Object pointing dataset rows
##############################

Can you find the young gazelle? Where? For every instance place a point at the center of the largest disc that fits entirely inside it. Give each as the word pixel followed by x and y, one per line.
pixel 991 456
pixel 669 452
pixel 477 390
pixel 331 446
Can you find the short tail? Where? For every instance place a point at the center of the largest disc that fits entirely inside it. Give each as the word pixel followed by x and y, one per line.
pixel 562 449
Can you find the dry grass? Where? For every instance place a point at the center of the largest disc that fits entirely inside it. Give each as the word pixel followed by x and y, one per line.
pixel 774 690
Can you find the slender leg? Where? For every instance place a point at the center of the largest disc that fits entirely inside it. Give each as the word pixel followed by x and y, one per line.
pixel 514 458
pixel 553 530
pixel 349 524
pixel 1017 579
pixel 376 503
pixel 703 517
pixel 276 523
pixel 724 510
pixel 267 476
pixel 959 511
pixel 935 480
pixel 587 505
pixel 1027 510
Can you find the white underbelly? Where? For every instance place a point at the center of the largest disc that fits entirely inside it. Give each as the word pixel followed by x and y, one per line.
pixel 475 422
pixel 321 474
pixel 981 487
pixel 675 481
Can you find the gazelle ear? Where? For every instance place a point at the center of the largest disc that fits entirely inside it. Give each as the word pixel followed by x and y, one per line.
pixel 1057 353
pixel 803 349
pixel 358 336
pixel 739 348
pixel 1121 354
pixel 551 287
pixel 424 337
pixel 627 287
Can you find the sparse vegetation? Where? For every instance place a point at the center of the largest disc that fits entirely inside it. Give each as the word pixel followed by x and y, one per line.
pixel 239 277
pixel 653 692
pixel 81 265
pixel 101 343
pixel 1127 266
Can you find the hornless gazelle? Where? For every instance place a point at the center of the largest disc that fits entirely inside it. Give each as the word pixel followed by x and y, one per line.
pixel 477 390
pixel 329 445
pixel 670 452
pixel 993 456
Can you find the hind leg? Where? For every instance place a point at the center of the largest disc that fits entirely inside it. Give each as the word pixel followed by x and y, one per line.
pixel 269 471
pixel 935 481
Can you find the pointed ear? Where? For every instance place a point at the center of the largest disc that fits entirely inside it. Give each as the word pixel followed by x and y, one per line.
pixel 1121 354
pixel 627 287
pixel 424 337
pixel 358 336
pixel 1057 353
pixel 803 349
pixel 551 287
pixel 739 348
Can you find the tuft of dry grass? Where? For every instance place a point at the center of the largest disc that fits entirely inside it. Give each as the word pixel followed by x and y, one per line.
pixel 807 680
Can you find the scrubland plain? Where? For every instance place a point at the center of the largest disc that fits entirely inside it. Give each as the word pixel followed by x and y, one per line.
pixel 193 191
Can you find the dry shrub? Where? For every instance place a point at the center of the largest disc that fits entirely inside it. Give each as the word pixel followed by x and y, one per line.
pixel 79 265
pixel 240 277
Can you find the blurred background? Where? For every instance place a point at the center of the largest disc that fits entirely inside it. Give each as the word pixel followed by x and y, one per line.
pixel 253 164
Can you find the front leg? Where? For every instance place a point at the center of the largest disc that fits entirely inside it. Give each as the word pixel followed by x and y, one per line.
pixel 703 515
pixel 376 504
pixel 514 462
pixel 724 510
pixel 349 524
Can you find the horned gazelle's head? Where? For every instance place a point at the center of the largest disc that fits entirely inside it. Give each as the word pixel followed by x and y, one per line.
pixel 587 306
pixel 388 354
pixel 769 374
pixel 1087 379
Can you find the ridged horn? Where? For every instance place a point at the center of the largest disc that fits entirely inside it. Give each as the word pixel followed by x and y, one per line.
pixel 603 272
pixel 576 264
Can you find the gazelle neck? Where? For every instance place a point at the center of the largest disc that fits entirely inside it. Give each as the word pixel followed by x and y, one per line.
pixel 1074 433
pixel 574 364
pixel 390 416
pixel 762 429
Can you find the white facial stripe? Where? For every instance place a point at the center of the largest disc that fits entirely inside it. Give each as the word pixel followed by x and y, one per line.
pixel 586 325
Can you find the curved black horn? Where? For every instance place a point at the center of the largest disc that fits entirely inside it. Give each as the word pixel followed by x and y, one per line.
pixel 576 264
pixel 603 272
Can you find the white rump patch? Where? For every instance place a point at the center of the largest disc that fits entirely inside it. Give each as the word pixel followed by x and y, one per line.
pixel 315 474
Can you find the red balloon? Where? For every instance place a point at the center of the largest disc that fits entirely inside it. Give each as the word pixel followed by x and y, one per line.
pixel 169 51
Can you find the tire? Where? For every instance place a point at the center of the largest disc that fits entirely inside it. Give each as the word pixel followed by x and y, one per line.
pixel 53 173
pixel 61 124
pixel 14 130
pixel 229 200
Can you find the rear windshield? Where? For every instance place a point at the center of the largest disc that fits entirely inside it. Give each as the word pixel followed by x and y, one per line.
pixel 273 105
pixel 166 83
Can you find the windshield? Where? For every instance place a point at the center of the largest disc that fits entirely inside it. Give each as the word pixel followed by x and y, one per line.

##############################

Repeat all of the lines above exactly, in their original order.

Can you find the young gazelle? Where? For every instance place a point at the center of the largest disc that fits entirely inside it. Give each as the word pixel followed by x and y, one per line.
pixel 991 456
pixel 669 452
pixel 477 390
pixel 331 446
Can you find the short tail? Where? For every instance place a point at the center of the largest disc that fits entirely inside it. Give each as the word pixel followed by x and y, one per line.
pixel 562 449
Can you find the dry grass? Where? For every instance place a point at the center of the largest disc that fits entirely inside it. Give each as the word pixel followed by x and y, one per line.
pixel 774 690
Can you find the slender leg? Where? For every instance place a point at the center of the largest disc that fits entirely inside it. Give each as the word pixel followed by x and y, one per line.
pixel 514 458
pixel 553 530
pixel 349 524
pixel 1017 579
pixel 376 503
pixel 703 517
pixel 276 523
pixel 724 510
pixel 267 476
pixel 959 511
pixel 935 480
pixel 587 505
pixel 1027 510
Can you find the white underbelly? Where? For every instance place a point at the center of the largest disc that fits entirely inside it. Give each as the word pixel followed by x and y, one per line.
pixel 475 422
pixel 321 474
pixel 981 487
pixel 675 481
Can you find the gazelle ear? Where? For every instance place a point at the center of the largest disc that fits entirely inside it. Give each as the word pixel followed by x and y, one per line.
pixel 1057 353
pixel 803 349
pixel 358 336
pixel 739 348
pixel 1121 354
pixel 551 287
pixel 424 337
pixel 627 287
Can you find the sparse vegetation? Where? For every instance place a point at the center of the largest disc that fits entirely inside it. Give each as the word pixel followed by x and y, one per line.
pixel 239 277
pixel 653 692
pixel 81 265
pixel 101 343
pixel 1127 266
Can you find the hornless gazelle? Where? For every instance place a point at the center of the largest disc that fits entirely inside it. Give each as the word pixel followed by x and y, one per line.
pixel 477 390
pixel 329 445
pixel 670 452
pixel 993 456
Can you find the hind leg? Where? For every instance place a point at the center of the largest disc that fits entirely inside it. Give each as the word pixel followed by x and y, one per line.
pixel 269 471
pixel 935 481
Can you find the pointed ear? Where? For every instance place a point at the center of the largest disc that fits entirely inside it. Give each as the word pixel followed by x and y, one per line.
pixel 1121 354
pixel 627 287
pixel 424 337
pixel 358 336
pixel 1057 353
pixel 803 349
pixel 551 287
pixel 739 348
Can you find the tuft of dry grass? Where? For every instance place a point at the center of the largest disc that fits entirely inside it. Give each as the word pixel followed by x and y, one per line.
pixel 807 680
Can you find the scrubland plain? Where? For every instance place a point at the center of the largest disc that fits entirely inside it. Give each as the word pixel followed by x and y, one per line.
pixel 193 191
Can you find the dry shrub? Where? For every instance place a point at the center of the largest disc that fits entirely inside it. Give each as the word pixel followed by x and y, one per line.
pixel 79 265
pixel 240 277
Can you find the blurred background? Where? For every instance place a point at the center of the largest disc that fits entirely inside it. Give each as the word pixel followed by x and y, one per line.
pixel 253 164
Can you find the front leg? Where? For every instance place a point at the center of the largest disc that fits entirely inside it. Give each as the word pixel followed by x and y, one per line.
pixel 703 515
pixel 376 504
pixel 514 462
pixel 724 510
pixel 349 524
Can you find the horned gazelle's head? Where? For every instance place a point at the center of the largest disc that fits entirely inside it. Give each as the word pixel followed by x and y, one per line.
pixel 587 306
pixel 388 354
pixel 769 374
pixel 1087 379
Can you find the ridged horn? Where? For every instance place a point at the center of the largest disc that fits entirely inside it. Give each as the word pixel followed by x and y, one per line.
pixel 603 272
pixel 576 264
Can you find the gazelle neck? Where? For every instance place a point at the center of the largest disc that fits entirely inside it. Give each as the word pixel followed by x and y, one per line.
pixel 1074 433
pixel 574 364
pixel 390 416
pixel 762 429
Can you find the white facial stripe? Where? For every instance place a point at the center of the largest disc that fits entirely inside it. Give each as the word pixel followed by x and y, one per line.
pixel 586 325
Can you find the curved black horn? Where? For every instance place a point at the center of the largest disc that fits entirely inside it. Give each as the word pixel followed by x and y, one per line.
pixel 576 264
pixel 603 272
Can you find the white rump patch? Where? For every instance place a point at the center of the largest disc that fits entirely inside it. Give each as the word pixel followed by x and y, one per line.
pixel 315 474
Can you find the red balloon? Where? For every instance place a point at the center of the largest disc that fits entirely inside it. Give each as the word pixel followed by x and y, one per line.
pixel 169 51
Can you find the tire? Where? For every instance place a point at the center of the largest disc that fits entirely inside it. Give each as the word pixel followed by x and y, one per line.
pixel 53 173
pixel 61 124
pixel 14 130
pixel 229 200
Can you find the rear windshield? Where? For every instance place a point at the center of the largest disc that fits entirely inside it. Give each as the word pixel followed by x and y, one per line.
pixel 273 105
pixel 166 83
Can you find the windshield? Where? For every instance place a point at the center of the largest disc that fits entirely inside it. Give each as the word pixel followed by x and y, one per line.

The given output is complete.